▶ Written request A
Quote from the mailing list message on logical decoding on standbys, starting with "On 3/1/23 1:48" and going on through "looking at it!".

━━━ Excerpt ━━━

Re: Minimal logical decoding on standbys - Mailing list pgsql-hackers

From Drouvot, Bertrand
Subject Re: Minimal logical decoding on standbys
Date
Msg-id 061eeb26-156e-6011-02b6-b4b1422e2aa6@gmail.com
Whole thread Raw
In response to Re: Minimal logical decoding on standbys  (Jeff Davis <pgsql@j-davis.com>)
Responses Re: Minimal logical decoding on standbys  (Jeff Davis <pgsql@j-davis.com>)
List pgsql-hackers
Hi,

On 3/1/23 1:48 AM, Jeff Davis wrote:
> On Mon, 2023-02-27 at 09:40 +0100, Drouvot, Bertrand wrote:
>> Please find attached V51 tiny rebase due to a6cd1fc692 (for 0001) and
>> 8a8661828a (for 0005).
> 
> [ Jumping into this thread late, so I apologize if these comments have
> already been covered. ]
> 

Thanks for looking at it!

> Regarding v51-0004:
> 
> * Why is the CV sleep not being canceled?

I think that's an oversight, I'll look at it.

> * Comments on WalSndWaitForWal need to be updated to explain the
> difference between the flush (primary) and the replay (standby) cases.
> 

Yeah, will do.

> Overall, it seems like what you really want for the sleep/wakeup logic
> in WalSndWaitForLSN 

Typo for WalSndWaitForWal()?

> is something like this:
> 
>     condVar = RecoveryInProgress() ? replayCV : flushCV;
>     waitEvent = RecoveryInProgress() ?
>         WAIT_EVENT_WAL_SENDER_WAIT_REPLAY :
>         WAIT_EVENT_WAL_SENDER_WAIT_FLUSH;
> 
>     ConditionVariablePrepareToSleep(condVar);
>     for(;;)
>     {
>        ...
>        sleeptime = WalSndComputeSleepTime(GetCurrentTimestamp());
>        socketEvents = WL_SOCKET_READABLE;
>        if (pq_is_send_pending())
>            socketEvents = WL_SOCKET_WRITABLE;
>        ConditionVariableTimedSleepOrEvents(
>            condVar, sleeptime, socketEvents, waitEvent);
>     }
>     ConditionVariableCancelSleep();
> 
> 
> But the problem is that ConditionVariableTimedSleepOrEvents() doesn't
> exist, and I think that's what Andres was suggesting here[1].
> WalSndWait() only waits for a timeout or a socket event, but not a CV;
> ConditionVariableTimedSleep() only waits for a timeout or a CV, but not
> a socket event.
> 
> I'm also missing how WalSndWait() works currently. It calls
> ModifyWaitEvent() with NULL for the latch, so how does WalSndWakeup()

━━━

▶ Written request B
Rewrite the records from their first line through the line with "[[1061, 790], [53, 843], [1145, 657], [1193, 884], [1171, 240]]", replacing "wooden" with "timber" and changing nothing else. Leave out the pictures.

━━━ Given information ━━━

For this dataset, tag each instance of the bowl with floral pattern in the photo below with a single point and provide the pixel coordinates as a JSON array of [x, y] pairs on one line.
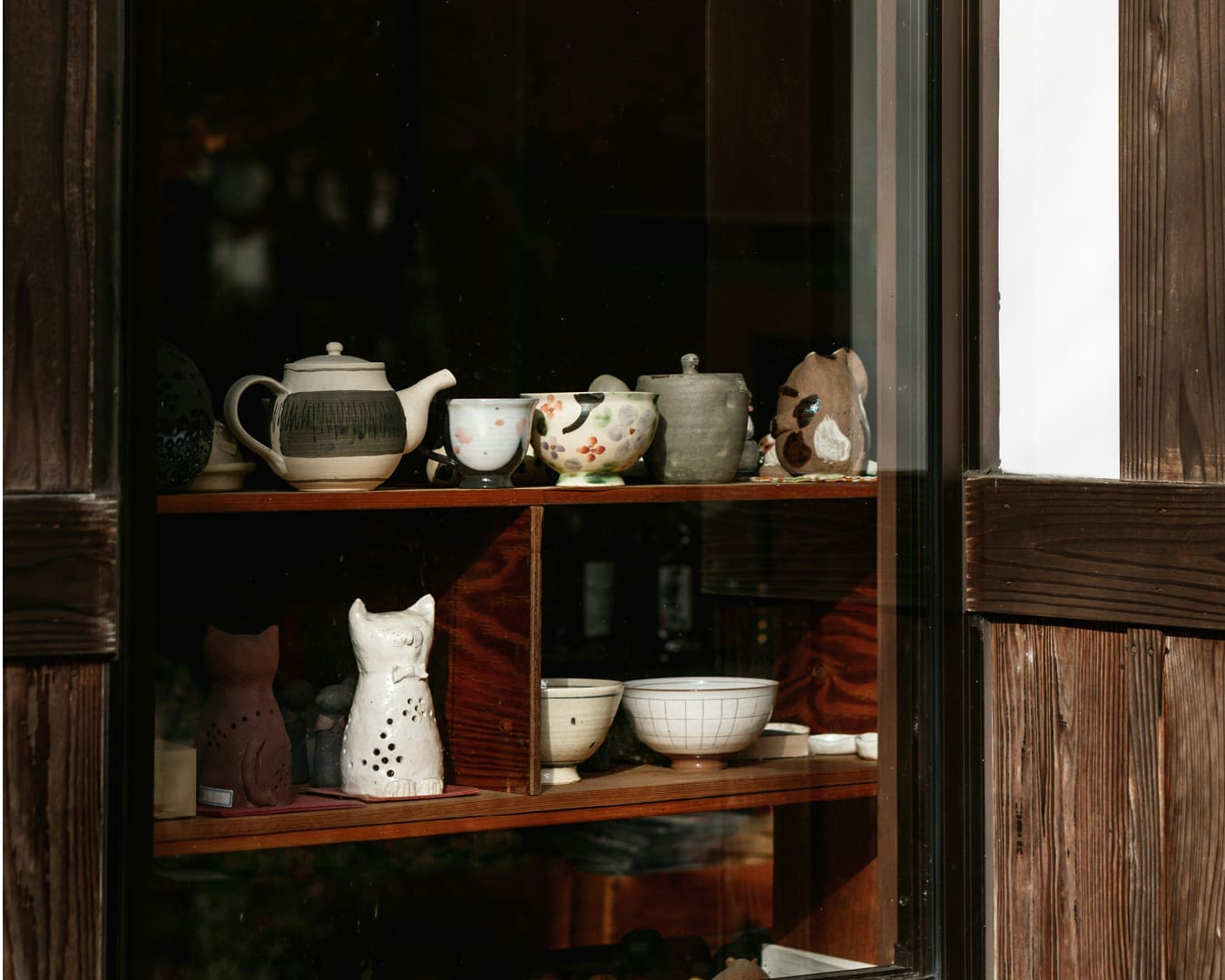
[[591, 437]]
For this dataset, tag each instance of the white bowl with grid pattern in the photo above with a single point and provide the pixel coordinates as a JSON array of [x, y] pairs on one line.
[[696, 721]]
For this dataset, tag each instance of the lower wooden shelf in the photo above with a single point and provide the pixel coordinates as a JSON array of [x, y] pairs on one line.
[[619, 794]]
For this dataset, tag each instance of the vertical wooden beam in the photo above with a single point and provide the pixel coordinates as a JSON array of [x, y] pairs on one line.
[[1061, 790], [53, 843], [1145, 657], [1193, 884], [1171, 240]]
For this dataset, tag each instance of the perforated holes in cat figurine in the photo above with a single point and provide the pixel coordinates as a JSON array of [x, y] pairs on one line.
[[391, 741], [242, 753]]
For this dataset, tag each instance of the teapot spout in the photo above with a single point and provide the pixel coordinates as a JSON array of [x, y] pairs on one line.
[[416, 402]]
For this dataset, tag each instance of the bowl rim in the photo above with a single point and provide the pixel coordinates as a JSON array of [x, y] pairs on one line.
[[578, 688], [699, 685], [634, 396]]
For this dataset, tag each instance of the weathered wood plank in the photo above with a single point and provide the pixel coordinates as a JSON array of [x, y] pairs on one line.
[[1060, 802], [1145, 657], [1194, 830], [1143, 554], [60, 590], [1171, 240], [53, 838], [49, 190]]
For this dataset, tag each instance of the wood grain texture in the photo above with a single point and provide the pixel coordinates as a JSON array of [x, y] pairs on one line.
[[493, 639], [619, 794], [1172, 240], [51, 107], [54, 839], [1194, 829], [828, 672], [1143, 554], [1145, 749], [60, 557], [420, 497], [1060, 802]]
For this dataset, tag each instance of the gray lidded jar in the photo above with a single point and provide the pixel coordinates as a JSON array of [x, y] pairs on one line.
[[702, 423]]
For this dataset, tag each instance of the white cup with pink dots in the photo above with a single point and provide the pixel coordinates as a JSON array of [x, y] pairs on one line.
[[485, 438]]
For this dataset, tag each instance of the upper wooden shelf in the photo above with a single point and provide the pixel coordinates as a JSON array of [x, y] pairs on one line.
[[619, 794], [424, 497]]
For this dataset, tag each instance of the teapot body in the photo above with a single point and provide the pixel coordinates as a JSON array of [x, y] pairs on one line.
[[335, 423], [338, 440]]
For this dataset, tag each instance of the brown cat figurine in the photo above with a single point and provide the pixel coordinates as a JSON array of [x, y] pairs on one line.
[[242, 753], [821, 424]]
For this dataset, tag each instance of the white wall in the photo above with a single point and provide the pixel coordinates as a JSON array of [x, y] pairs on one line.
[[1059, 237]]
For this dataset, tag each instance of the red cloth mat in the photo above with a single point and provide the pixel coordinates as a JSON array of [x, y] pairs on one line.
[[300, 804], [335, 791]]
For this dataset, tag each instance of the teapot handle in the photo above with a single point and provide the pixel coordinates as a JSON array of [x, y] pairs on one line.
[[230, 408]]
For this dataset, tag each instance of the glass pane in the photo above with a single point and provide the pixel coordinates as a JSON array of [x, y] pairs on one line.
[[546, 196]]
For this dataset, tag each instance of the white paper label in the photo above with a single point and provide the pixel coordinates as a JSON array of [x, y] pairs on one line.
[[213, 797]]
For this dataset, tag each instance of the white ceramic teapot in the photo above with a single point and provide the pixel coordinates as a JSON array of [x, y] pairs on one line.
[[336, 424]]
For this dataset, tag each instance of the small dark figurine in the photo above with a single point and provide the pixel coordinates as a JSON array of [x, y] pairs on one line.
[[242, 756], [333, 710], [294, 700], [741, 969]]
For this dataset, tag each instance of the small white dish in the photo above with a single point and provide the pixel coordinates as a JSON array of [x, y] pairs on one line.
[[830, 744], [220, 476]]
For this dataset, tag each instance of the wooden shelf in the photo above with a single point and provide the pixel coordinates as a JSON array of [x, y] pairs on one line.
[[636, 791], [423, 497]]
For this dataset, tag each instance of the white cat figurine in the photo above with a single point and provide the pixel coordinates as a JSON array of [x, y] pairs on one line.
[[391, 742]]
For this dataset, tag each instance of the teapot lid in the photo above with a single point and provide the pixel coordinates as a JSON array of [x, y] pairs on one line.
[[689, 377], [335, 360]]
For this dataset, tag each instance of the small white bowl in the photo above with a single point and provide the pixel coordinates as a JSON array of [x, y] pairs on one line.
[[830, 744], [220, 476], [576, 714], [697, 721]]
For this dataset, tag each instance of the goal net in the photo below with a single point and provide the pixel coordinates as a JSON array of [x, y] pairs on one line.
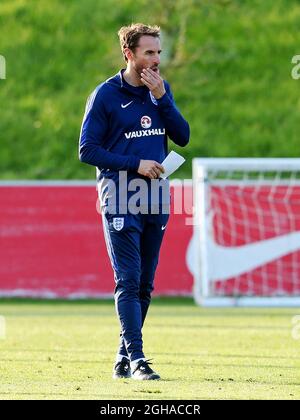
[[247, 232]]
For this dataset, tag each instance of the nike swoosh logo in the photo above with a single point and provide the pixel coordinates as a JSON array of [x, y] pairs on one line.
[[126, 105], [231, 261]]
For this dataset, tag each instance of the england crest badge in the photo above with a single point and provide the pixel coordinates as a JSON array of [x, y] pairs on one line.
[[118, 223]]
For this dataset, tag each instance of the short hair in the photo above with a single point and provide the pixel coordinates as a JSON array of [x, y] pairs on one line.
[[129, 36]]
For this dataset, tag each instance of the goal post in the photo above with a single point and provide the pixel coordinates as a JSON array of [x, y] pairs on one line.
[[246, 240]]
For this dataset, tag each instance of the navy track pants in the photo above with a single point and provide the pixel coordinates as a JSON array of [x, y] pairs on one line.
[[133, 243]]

━━━

▶ Full response A
On 3/1/23 1:48 AM, Jeff Davis wrote:
> On Mon, 2023-02-27 at 09:40 +0100, Drouvot, Bertrand wrote:
>> Please find attached V51 tiny rebase due to a6cd1fc692 (for 0001) and
>> 8a8661828a (for 0005).
> 
> [ Jumping into this thread late, so I apologize if these comments have
> already been covered. ]
> 

Thanks for looking at it!

▶ Full response B
For this dataset, tag each instance of the bowl with floral pattern in the photo below with a single point and provide the pixel coordinates as a JSON array of [x, y] pairs on one line.
[[591, 437]]
For this dataset, tag each instance of the white bowl with grid pattern in the photo above with a single point and provide the pixel coordinates as a JSON array of [x, y] pairs on one line.
[[696, 721]]
For this dataset, tag each instance of the lower timber shelf in the photo above with a single point and provide the pixel coordinates as a JSON array of [x, y] pairs on one line.
[[619, 794]]
For this dataset, tag each instance of the vertical timber beam in the photo above with a single point and provide the pixel coordinates as a JSON array of [x, y] pairs on one line.
[[1061, 790], [53, 843], [1145, 657], [1193, 884], [1171, 240]]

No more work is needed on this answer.